### Task statement
Each line of the data below should be repeated exactly.

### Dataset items
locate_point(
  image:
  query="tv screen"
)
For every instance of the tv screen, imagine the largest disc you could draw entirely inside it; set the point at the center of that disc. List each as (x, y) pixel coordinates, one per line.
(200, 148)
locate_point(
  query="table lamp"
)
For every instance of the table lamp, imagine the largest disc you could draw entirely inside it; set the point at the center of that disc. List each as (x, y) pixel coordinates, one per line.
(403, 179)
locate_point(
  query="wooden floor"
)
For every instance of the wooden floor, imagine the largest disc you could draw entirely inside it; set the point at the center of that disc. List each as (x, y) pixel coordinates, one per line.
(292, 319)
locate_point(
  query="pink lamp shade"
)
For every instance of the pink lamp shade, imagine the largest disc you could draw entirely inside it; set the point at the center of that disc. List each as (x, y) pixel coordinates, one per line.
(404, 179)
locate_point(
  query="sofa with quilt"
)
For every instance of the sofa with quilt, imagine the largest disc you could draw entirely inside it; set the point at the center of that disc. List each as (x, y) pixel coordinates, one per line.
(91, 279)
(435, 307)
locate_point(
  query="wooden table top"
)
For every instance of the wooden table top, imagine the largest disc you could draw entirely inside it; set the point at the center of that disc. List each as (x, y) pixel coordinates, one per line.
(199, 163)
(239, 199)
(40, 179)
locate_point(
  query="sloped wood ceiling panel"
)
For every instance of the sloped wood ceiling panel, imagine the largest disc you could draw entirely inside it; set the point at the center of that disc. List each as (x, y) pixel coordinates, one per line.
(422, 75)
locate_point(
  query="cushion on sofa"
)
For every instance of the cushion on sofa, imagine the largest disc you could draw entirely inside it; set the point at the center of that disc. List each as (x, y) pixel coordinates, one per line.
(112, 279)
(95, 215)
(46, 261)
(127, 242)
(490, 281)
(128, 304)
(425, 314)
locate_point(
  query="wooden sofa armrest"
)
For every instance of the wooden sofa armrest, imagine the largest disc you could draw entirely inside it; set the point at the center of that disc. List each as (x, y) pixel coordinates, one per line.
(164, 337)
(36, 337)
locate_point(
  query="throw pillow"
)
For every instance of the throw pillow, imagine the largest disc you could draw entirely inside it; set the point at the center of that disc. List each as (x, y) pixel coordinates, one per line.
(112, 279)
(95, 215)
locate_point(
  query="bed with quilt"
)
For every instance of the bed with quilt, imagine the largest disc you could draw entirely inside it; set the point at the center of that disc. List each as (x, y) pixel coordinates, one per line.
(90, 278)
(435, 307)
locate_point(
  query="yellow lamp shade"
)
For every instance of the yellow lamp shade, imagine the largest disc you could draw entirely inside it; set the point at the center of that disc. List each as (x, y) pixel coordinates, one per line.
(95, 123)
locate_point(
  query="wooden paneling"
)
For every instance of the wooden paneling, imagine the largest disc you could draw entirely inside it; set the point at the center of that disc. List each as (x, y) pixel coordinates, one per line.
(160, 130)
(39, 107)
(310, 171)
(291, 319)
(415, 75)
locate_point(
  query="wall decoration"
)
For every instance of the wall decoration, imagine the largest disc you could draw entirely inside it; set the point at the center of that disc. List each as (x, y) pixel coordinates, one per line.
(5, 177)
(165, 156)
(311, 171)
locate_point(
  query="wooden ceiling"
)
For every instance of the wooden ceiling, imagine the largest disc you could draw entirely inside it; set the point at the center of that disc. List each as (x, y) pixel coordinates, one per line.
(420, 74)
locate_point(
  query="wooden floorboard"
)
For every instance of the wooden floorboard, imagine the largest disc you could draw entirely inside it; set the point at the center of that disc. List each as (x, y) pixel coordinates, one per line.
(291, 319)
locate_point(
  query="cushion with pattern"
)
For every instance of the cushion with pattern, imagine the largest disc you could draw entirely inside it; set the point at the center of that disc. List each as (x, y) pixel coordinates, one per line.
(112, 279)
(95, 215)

### Solved problem
locate_point(
  image:
  query="tv screen"
)
For every instance of the tv screen, imagine the largest disc you could draw entirely inside it; set the point at the center of that disc. List each as (x, y) pixel coordinates, one per line.
(200, 148)
locate_point(
  query="table lamp"
)
For every instance of the table lamp, imagine the largest disc you could draw entirely inside it; set the point at the center of that disc. List each as (x, y) pixel coordinates, one per line.
(403, 179)
locate_point(
  query="wooden floor"
)
For every instance of the wooden floor, imagine the largest disc you could draw entirely inside it; set the point at the center of that disc. List each as (x, y) pixel coordinates, one per line.
(292, 319)
locate_point(
  query="pink lamp shade"
)
For every instance of the pink lamp shade, imagine the largest disc you could draw entirely inside it; set the point at the center of that disc. List each as (x, y) pixel coordinates, one per line.
(404, 179)
locate_point(
  query="sofa with quilt"
)
For every instance of the sofa with quilt, imagine the largest disc you could draw entirely inside it; set the point at the center of that disc. List each as (x, y) pixel coordinates, one per line.
(91, 279)
(435, 307)
locate_point(
  query="wooden table top"
)
For every instance of the wooden table top, imagine the largest disc you could draw entirely inside it; set the point at the center of that disc. List each as (x, y) pixel coordinates, one per line.
(199, 163)
(239, 199)
(40, 179)
locate_point(
  query="sloped wood ceiling panel"
)
For every instance of the sloped wood ceiling panel, imagine the largest disc you could draw entirely inside it; set the point at the center of that disc. List each as (x, y) pixel coordinates, one per line.
(422, 75)
locate_point(
  query="cushion on sofa"
)
For every instance of the cushion on sofa, imagine the largest disc you could draw entirely inside it; set the point at the center of that disc. List each as (x, y) pixel coordinates, one per line.
(112, 279)
(95, 215)
(46, 261)
(127, 242)
(490, 281)
(128, 304)
(425, 314)
locate_point(
  query="wooden sofa armrest"
)
For every instance of the wooden sofa armrest, imagine the largest disc you could draw entirely inside it; set the point at the center of that disc. List each as (x, y) pixel coordinates, one per line.
(164, 337)
(36, 337)
locate_point(
  query="throw pillow"
)
For every instance of the throw pillow, imagine the largest disc you could draw entirely inside it; set the point at the center of that disc. List each as (x, y) pixel coordinates, one per line.
(112, 279)
(95, 215)
locate_point(
  query="bed with quilt"
)
For every instance of the bed with quilt, imagine the largest disc you could draw entirely inside it; set the point at the center of that disc. List each as (x, y) pixel coordinates, one per line.
(90, 278)
(435, 307)
locate_point(
  query="yellow lamp shade"
)
For every instance of the yellow lamp shade, imagine the largest disc you could draw entirely inside it; set the point at the center of that disc. List each as (x, y) pixel coordinates, one per line.
(95, 123)
locate_point(
  query="wooden paneling"
)
For every instance of the wooden paneling, imagine the largest disc you could draw entirely inside it; set the point at the center of that disc. List each as (x, y) pixel coordinates, one per line.
(160, 130)
(39, 107)
(310, 171)
(291, 319)
(415, 75)
locate_point(
  query="wall decoration"
)
For every instance of the wall decoration, imagine the largest disc you could draw entirely inside it; set the point at the center of that disc. List each as (x, y) pixel coordinates, one per line.
(5, 177)
(165, 156)
(311, 171)
locate_point(
  query="wooden ceiling"
)
For every instance of the wooden ceiling, imagine the largest disc you could draw entirely inside it; set the point at the center of that disc. List each as (x, y) pixel coordinates, one per line.
(420, 74)
locate_point(
  query="wooden floorboard"
)
For every instance of the wooden floorboard, imagine the largest disc you could draw entirely inside it; set the point at the center of that disc. List each as (x, y) pixel coordinates, one per line.
(291, 319)
locate_point(
  query="cushion with pattern"
)
For every instance of the cushion with pattern, imagine the largest disc you could draw entirely inside it; set the point at the center of that disc. List each as (x, y) pixel coordinates, one per line.
(112, 279)
(95, 215)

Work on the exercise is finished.